- [Selected extract]:
>>>>

A new artificial intelligence sepsis detection system had an 89 percent adoption rate by physicians and nurses, higher than other legacy tools, which typically garner a 10 percent adoption rate, a study published July 21 shows.
The Targeted Real-Time Early Warning System, which catches sepsis symptoms earlier than traditional methods, was initially developed at Baltimore-based Johns Hopkins and was commercialized by Bayesian Health. Suchi Saria, PhD, founder and CEO of Bayesian Health, led the research on the study in collaboration with a group of researchers from Johns Hopkins University. The team also partnered with Epic and Cerner, two of the largest electronic health system providers.
More than 4,000 clinicians from five hospitals used the AI during the study in treating 590,000 patients, and the system reviewed 173,931 previous patient cases. Bayesian Health also recently announced a partnership with LifeBridge Health to help deploy the system.
One of the reasons for the increased physician adaptability, clinicians say, is a decrease in the number of false alerts for a single patient.
"One in 3 times there's a real possibility that that patient is in trouble, as opposed to all of the other automated detection problem processes … where the alerts were delivered and it was only 1 in 30 or 40," said Neri Cohen, MD, PhD, president of the Center for Healthcare Innovation and a cardiothoracic surgeon.
The system also allows for greater collaboration with clinicians and offers more visibility into why the alert was delivered, Dr. Cohen said.
"The reason that it's working is not just the AI being delivered within the physician's workflow, it's being delivered in a way that is a collaborative colleague to the clinician. … It's just like getting a consultation from someone else; you get the data that is going into what has generated that alert. So the clinician gets the opportunity to evaluate the quality of that alert," Dr. Cohen said.

<<<<

Using the report on the AI sepsis detection system, answer these questions:
(a) What adoption rate among physicians and nurses did the system reach?
(b) How many clinicians from how many hospitals used it during the study?
(c) With which health system did Bayesian Health announce a partnership to help deploy it?
The material that follows plays no part in the exercise and may be disregarded.

- [Information supplied]:
>>>>

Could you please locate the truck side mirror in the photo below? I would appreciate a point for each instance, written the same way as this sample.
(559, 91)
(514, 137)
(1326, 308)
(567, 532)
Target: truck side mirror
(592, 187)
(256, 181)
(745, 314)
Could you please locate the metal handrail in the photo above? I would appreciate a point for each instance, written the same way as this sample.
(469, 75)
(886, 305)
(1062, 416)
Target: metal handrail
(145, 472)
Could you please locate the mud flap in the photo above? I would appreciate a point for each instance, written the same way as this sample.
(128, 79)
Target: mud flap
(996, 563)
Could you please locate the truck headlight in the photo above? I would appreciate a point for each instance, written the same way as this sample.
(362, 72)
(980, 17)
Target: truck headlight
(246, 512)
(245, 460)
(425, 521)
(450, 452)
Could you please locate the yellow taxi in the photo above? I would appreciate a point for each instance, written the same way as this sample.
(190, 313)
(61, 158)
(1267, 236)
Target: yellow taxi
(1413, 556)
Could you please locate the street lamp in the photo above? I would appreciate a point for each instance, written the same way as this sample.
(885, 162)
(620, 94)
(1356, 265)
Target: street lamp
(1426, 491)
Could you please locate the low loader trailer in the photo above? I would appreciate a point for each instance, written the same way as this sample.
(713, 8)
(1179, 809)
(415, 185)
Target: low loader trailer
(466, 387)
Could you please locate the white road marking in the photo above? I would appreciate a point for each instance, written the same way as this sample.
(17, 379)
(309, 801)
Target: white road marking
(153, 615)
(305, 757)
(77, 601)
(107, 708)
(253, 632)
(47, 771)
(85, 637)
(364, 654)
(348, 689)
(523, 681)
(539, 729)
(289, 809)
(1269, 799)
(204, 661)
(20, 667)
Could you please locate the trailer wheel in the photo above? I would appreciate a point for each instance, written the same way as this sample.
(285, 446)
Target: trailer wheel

<<<<

- [Exercise output]:
(a) 89 percent.
(b) More than 4,000 clinicians from five hospitals.
(c) LifeBridge Health.